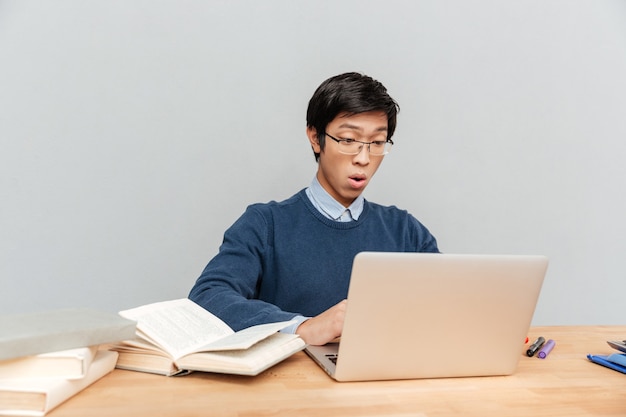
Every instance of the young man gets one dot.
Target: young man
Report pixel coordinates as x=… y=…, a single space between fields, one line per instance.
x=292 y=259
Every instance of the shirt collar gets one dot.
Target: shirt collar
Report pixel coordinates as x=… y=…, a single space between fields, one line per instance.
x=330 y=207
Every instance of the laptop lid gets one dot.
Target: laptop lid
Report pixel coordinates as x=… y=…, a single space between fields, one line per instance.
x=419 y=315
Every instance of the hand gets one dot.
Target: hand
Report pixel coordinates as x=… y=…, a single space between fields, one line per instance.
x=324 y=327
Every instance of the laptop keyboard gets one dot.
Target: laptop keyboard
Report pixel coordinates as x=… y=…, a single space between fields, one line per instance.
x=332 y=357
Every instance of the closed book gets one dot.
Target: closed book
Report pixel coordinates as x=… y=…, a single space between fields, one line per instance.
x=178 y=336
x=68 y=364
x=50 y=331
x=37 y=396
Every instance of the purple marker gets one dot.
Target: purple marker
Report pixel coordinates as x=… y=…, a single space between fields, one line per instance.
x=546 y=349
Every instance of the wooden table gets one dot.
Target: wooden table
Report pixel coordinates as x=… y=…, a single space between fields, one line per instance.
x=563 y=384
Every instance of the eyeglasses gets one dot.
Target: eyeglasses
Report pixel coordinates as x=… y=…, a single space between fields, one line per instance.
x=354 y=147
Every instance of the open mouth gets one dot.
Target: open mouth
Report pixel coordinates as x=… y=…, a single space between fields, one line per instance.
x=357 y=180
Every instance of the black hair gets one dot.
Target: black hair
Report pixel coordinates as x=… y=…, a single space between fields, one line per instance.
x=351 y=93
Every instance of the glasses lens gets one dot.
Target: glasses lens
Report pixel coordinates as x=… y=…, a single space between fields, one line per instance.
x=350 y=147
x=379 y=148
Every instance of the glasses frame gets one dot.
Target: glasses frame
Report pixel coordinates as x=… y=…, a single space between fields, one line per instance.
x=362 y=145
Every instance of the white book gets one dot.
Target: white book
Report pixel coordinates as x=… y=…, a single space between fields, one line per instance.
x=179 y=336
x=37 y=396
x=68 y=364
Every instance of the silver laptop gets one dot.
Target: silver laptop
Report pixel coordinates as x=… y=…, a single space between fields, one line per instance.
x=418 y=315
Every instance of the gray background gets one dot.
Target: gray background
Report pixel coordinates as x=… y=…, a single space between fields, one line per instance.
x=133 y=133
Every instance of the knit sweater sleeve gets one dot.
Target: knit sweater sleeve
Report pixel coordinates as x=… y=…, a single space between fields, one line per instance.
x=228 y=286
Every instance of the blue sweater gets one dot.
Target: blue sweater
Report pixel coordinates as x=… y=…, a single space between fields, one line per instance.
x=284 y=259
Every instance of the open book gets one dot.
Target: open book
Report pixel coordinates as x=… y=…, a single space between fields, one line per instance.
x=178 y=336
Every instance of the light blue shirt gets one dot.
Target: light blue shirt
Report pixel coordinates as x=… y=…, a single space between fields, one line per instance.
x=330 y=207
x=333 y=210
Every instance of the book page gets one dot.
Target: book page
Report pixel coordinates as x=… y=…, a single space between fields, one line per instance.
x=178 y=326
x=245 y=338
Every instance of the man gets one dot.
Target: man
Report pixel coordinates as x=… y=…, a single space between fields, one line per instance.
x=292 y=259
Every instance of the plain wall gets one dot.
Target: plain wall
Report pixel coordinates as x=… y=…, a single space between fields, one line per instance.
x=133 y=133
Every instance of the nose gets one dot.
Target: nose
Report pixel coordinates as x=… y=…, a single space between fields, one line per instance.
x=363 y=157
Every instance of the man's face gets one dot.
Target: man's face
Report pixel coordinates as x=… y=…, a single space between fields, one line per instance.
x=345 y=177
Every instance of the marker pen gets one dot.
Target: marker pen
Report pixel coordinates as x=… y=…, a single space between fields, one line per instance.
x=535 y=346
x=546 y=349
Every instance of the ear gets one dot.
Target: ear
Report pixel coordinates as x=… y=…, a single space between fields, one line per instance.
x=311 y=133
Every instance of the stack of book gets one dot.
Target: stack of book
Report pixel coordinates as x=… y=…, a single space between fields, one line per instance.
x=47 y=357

————————

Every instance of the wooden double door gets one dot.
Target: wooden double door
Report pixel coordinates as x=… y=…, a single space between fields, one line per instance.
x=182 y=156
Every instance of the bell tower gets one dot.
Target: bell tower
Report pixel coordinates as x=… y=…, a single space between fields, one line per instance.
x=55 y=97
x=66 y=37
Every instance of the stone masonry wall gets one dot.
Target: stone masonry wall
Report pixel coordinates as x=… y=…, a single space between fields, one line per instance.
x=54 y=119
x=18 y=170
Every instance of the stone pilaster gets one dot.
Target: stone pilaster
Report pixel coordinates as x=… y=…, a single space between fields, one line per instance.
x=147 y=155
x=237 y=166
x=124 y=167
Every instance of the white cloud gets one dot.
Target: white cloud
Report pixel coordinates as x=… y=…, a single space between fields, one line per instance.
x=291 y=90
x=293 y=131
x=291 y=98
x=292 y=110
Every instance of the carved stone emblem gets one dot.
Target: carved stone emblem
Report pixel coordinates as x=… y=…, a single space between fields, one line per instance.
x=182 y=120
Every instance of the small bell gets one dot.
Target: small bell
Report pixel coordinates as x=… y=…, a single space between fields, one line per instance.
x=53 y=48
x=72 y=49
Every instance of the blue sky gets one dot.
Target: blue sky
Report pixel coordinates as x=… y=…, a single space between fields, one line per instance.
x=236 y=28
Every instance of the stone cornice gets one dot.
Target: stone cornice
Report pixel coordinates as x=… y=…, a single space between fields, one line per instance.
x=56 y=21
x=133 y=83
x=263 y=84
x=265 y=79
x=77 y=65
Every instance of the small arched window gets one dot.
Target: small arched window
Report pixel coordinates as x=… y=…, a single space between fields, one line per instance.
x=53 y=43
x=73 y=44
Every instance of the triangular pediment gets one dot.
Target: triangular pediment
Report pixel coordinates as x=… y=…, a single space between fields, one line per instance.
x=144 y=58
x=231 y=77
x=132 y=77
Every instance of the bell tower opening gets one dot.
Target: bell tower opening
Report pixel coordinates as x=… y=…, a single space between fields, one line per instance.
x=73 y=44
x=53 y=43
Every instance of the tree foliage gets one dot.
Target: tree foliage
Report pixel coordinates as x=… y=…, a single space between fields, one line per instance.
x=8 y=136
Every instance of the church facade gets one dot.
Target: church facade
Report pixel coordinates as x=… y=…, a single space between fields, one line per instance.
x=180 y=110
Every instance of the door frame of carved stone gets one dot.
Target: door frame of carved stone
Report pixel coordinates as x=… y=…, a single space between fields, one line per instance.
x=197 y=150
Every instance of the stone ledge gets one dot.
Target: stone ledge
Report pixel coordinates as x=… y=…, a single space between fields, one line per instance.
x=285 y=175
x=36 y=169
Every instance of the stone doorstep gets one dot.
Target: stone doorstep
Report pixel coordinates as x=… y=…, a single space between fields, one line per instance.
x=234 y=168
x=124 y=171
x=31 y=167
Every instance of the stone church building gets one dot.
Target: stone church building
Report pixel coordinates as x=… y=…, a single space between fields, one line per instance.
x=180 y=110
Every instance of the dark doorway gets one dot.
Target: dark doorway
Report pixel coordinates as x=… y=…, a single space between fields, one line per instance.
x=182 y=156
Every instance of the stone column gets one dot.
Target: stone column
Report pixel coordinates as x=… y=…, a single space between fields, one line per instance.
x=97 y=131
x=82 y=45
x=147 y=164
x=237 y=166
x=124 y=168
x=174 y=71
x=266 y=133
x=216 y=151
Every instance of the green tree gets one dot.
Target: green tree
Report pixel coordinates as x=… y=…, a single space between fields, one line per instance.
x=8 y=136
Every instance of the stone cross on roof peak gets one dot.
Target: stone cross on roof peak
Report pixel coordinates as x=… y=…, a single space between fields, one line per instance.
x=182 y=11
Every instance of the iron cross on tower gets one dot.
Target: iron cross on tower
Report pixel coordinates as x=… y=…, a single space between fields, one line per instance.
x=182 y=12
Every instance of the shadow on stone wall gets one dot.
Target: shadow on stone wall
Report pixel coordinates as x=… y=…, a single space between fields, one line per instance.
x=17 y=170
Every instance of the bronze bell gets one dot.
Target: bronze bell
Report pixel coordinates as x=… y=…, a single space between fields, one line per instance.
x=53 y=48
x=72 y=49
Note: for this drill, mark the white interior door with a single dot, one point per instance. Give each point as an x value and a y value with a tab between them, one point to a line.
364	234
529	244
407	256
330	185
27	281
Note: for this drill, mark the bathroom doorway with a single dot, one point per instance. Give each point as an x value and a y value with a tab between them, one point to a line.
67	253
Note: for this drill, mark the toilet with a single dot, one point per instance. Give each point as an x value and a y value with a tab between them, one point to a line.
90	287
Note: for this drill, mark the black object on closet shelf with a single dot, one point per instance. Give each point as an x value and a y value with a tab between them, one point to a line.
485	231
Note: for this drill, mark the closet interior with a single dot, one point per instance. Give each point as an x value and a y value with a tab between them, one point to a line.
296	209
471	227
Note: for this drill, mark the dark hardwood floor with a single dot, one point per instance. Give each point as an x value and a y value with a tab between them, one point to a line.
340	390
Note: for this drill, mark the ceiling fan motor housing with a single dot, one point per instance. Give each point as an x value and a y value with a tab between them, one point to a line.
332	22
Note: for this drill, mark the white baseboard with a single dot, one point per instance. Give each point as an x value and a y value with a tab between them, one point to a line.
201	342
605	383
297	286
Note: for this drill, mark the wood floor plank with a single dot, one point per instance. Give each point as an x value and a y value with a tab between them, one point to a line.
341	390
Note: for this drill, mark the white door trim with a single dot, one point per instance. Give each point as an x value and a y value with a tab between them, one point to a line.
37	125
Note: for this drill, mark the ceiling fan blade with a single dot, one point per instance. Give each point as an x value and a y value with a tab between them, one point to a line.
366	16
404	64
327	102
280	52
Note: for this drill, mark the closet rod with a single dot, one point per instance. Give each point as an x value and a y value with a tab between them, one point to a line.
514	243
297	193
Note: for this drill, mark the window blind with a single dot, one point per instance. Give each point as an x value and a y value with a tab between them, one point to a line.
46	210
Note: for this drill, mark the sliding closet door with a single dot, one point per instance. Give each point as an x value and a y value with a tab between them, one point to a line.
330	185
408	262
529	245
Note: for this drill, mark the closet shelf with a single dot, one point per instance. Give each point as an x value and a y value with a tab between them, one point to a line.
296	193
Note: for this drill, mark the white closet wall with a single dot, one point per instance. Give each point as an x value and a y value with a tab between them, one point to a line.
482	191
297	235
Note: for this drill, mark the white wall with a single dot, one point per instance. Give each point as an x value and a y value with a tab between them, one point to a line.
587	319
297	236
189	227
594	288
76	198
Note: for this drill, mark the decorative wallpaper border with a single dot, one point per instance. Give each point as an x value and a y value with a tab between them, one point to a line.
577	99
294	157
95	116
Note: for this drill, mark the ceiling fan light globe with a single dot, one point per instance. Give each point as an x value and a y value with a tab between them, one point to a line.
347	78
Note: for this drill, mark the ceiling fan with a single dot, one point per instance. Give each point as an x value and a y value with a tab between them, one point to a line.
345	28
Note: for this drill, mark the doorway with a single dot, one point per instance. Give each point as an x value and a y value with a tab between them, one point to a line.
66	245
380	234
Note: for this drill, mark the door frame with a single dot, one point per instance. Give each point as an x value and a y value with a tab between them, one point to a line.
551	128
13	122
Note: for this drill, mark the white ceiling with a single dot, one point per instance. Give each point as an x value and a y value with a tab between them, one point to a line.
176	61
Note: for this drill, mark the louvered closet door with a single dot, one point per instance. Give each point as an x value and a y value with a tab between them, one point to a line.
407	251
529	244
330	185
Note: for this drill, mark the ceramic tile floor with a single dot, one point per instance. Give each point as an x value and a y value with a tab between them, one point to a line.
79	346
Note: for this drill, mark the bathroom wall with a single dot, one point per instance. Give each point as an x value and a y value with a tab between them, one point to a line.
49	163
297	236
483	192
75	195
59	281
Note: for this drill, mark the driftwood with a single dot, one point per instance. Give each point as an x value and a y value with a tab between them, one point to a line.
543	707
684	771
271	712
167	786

————————

> **TASK INSTRUCTIONS**: In the data above, retype exactly and only the lines between the one holding "Every instance of the ear gets one dot." and the one holding "Target: stack of book", inclusive.

> **SOLVED PROBLEM**:
Every instance of the ear gets one dot.
Target: ear
Report pixel coordinates as x=… y=…, a single space between fields, one line per instance.
x=311 y=133
Every instance of the stack of book gets one dot.
Target: stack of book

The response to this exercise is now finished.